§ Request: Give only the count of lines in the records below that contain the word "sugar".

Records from a point labeling set
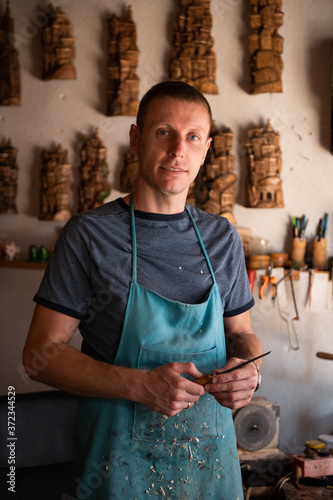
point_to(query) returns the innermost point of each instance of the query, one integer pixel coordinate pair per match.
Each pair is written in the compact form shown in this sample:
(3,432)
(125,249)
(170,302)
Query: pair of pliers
(267,278)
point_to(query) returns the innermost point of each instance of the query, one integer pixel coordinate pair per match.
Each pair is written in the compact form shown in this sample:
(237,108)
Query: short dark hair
(177,90)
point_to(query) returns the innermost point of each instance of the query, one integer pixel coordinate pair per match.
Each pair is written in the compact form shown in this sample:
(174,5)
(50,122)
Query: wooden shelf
(21,264)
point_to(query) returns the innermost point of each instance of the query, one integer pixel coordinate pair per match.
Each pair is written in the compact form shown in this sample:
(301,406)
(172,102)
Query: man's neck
(160,204)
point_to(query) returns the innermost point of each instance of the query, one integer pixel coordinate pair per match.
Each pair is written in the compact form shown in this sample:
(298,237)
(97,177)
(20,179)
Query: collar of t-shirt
(151,215)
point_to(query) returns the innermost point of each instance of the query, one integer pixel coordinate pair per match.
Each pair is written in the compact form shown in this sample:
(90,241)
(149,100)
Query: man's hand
(165,391)
(235,389)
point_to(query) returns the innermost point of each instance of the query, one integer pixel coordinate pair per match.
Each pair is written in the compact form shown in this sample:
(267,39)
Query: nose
(176,148)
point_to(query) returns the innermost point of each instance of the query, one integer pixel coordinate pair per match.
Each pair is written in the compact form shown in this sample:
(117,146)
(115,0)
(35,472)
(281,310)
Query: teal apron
(123,450)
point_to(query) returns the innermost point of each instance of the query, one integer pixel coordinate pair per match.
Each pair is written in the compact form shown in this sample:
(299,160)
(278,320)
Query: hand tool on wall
(294,343)
(267,278)
(252,276)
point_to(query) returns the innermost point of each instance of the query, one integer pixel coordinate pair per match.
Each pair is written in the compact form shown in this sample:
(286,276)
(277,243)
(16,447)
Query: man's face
(172,145)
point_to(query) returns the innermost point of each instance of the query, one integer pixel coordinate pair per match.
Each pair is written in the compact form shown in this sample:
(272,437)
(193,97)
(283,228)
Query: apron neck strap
(134,250)
(201,244)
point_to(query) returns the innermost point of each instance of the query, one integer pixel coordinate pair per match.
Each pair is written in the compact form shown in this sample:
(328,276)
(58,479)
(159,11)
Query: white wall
(60,111)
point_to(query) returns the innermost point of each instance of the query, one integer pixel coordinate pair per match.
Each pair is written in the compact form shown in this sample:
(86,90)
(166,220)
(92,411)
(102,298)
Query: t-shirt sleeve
(66,285)
(239,298)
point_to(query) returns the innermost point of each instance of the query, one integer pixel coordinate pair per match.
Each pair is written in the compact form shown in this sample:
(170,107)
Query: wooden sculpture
(129,172)
(8,179)
(194,60)
(217,183)
(123,83)
(266,46)
(264,165)
(58,46)
(94,187)
(10,76)
(55,185)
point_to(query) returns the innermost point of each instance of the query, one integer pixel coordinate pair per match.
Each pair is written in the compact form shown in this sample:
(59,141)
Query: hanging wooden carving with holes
(94,187)
(123,83)
(194,59)
(216,188)
(8,178)
(58,47)
(129,172)
(266,46)
(10,76)
(55,185)
(264,165)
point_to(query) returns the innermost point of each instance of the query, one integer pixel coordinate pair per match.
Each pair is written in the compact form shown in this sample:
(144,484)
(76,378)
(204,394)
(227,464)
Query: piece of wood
(10,73)
(94,187)
(58,47)
(215,190)
(193,60)
(123,82)
(8,178)
(55,185)
(264,165)
(266,46)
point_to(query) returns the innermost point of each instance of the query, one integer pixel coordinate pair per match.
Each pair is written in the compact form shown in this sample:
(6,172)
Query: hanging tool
(267,278)
(205,379)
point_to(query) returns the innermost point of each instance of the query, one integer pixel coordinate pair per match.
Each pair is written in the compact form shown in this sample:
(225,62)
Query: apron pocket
(193,425)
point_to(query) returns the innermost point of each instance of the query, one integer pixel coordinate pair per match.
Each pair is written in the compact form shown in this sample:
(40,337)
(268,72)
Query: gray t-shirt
(89,274)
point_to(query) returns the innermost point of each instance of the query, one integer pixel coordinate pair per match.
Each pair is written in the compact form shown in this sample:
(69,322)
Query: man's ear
(209,140)
(134,134)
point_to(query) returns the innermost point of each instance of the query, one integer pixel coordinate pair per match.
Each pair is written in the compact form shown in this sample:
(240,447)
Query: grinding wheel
(255,427)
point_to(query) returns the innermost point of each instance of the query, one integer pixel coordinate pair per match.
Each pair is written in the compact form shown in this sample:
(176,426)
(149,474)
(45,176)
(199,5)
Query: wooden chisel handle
(324,355)
(204,379)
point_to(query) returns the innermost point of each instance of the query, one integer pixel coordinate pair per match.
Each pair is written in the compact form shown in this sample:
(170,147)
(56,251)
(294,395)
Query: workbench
(290,491)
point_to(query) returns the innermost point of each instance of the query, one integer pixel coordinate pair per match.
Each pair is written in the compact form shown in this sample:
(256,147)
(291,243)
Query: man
(152,286)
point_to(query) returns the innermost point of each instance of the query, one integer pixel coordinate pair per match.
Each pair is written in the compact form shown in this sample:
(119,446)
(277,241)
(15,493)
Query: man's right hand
(165,391)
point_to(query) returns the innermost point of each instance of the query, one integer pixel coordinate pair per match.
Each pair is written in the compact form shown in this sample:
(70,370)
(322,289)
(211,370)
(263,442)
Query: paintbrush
(205,379)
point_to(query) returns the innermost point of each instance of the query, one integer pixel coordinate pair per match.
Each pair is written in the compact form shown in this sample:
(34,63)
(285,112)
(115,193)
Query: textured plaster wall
(60,111)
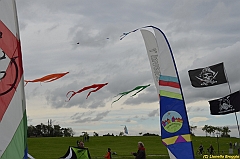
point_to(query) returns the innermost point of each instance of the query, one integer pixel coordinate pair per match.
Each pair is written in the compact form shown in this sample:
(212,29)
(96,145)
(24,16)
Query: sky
(83,37)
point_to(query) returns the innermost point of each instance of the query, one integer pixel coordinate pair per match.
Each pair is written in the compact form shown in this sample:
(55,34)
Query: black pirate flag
(225,105)
(208,76)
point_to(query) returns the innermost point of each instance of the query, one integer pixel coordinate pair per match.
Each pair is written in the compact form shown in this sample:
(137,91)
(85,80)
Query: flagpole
(230,93)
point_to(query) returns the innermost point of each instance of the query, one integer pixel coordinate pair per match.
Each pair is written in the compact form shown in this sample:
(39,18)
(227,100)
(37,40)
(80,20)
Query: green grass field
(53,148)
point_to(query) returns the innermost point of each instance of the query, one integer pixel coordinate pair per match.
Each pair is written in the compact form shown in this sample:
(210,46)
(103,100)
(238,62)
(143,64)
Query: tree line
(212,130)
(42,130)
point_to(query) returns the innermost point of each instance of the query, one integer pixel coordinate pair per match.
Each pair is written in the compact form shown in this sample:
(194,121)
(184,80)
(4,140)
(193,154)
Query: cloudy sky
(82,37)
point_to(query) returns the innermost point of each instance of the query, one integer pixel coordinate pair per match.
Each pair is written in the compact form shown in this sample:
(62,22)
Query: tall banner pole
(230,93)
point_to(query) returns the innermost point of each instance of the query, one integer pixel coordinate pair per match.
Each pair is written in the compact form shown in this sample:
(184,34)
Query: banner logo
(172,121)
(207,76)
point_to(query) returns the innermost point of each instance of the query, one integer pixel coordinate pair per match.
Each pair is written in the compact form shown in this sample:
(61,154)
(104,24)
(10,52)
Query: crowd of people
(140,154)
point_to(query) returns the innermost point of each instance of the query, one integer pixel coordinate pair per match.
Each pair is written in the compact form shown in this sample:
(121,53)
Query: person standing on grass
(210,149)
(108,155)
(140,154)
(201,149)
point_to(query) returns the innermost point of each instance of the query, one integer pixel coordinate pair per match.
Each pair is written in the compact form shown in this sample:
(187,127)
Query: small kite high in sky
(48,78)
(97,86)
(139,88)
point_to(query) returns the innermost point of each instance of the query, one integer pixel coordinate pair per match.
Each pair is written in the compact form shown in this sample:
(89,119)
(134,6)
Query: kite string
(125,34)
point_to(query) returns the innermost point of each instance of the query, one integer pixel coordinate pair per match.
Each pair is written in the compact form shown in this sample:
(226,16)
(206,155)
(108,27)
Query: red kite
(48,78)
(97,86)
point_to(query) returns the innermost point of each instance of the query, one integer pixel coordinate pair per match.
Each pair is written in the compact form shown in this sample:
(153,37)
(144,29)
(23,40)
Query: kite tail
(117,99)
(26,83)
(73,93)
(143,87)
(137,92)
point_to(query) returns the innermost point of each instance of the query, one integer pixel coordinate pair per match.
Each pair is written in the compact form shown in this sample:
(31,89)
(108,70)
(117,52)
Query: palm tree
(225,131)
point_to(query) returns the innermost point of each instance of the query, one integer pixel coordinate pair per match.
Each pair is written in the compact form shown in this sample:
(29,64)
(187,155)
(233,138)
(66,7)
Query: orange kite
(48,78)
(97,86)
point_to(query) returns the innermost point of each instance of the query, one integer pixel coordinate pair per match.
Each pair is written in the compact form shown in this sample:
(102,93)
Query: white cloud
(198,119)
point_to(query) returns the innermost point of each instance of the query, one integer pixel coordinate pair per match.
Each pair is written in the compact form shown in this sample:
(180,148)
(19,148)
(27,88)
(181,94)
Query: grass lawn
(54,147)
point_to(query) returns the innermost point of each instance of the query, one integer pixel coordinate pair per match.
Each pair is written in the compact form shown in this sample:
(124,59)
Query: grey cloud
(88,117)
(154,113)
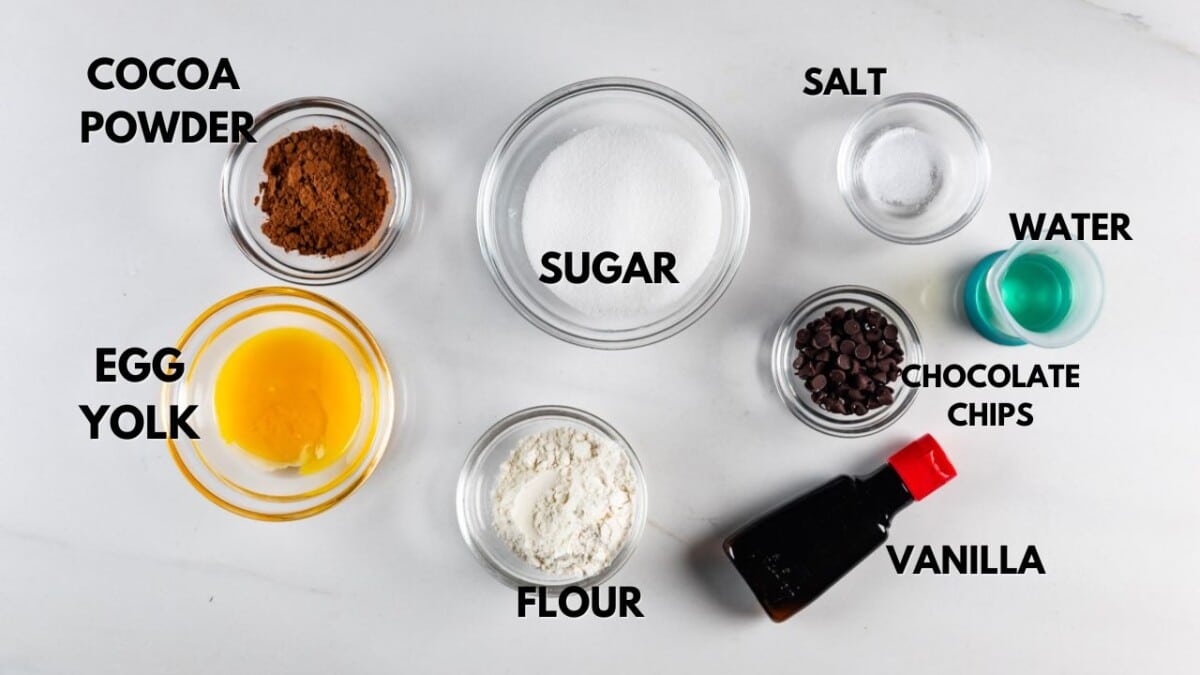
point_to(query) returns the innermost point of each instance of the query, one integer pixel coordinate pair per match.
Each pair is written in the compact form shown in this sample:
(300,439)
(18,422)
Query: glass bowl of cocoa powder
(319,196)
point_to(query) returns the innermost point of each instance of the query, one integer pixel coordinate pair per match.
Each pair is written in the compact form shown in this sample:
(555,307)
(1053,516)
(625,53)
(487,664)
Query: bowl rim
(820,419)
(387,405)
(850,141)
(397,167)
(623,339)
(502,426)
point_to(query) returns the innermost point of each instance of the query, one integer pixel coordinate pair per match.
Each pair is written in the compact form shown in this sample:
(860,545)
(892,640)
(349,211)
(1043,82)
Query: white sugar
(627,190)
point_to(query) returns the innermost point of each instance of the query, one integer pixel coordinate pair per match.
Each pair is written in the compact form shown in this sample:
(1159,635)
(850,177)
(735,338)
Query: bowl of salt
(913,168)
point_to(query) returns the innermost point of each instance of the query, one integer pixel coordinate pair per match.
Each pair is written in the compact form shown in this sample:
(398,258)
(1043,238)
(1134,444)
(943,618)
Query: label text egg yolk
(291,398)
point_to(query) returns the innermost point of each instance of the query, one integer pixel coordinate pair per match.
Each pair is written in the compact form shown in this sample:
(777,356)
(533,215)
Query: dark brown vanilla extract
(796,553)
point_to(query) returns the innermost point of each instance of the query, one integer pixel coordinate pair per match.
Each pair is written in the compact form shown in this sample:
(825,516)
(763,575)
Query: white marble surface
(111,563)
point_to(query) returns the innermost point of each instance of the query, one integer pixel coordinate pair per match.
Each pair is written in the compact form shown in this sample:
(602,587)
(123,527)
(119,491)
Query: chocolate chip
(847,359)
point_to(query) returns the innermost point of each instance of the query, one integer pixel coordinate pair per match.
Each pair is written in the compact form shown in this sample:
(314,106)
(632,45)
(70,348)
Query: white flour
(564,501)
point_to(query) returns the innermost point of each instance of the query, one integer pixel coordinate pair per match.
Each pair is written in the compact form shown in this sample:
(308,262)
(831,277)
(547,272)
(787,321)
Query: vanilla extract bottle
(796,553)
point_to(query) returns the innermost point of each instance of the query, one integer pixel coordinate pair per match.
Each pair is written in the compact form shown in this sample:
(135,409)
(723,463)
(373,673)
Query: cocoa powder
(323,193)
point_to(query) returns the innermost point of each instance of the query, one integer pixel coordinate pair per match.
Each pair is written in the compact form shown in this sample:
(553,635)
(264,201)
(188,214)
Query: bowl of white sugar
(613,213)
(913,168)
(552,496)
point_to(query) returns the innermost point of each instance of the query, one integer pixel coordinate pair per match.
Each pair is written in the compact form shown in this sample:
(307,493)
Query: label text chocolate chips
(163,126)
(999,376)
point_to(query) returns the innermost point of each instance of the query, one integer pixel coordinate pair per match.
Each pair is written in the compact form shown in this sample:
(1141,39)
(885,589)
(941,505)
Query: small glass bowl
(244,172)
(791,388)
(965,162)
(478,482)
(229,476)
(557,118)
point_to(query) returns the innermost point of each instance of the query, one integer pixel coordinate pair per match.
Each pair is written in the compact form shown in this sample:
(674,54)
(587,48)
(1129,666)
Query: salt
(903,169)
(624,189)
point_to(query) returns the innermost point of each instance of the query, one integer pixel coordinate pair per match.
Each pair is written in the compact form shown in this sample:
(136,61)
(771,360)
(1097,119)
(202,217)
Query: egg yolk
(291,398)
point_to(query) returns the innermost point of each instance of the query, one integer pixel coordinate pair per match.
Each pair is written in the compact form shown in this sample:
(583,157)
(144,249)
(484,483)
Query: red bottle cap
(923,466)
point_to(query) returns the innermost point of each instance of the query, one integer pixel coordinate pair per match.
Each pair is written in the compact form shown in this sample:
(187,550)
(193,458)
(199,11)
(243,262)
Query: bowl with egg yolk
(294,404)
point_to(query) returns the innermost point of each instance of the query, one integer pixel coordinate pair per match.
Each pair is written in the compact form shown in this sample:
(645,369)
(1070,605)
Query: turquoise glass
(1044,293)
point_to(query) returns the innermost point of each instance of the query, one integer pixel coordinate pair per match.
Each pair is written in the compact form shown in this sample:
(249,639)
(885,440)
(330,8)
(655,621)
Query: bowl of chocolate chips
(837,360)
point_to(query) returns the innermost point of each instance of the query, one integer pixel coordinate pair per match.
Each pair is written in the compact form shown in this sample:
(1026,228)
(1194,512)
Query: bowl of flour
(552,496)
(613,213)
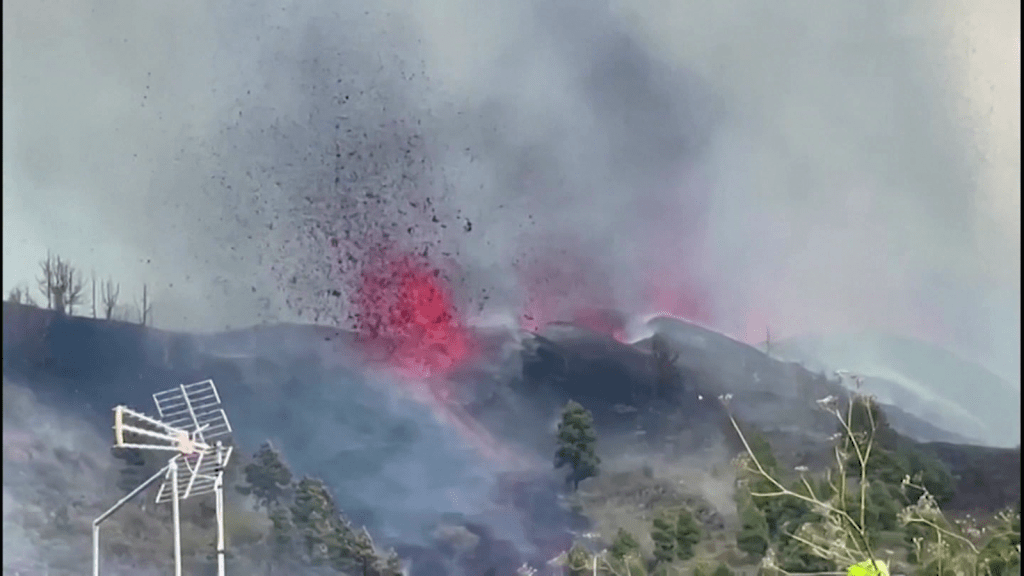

§ Exercise solution: 2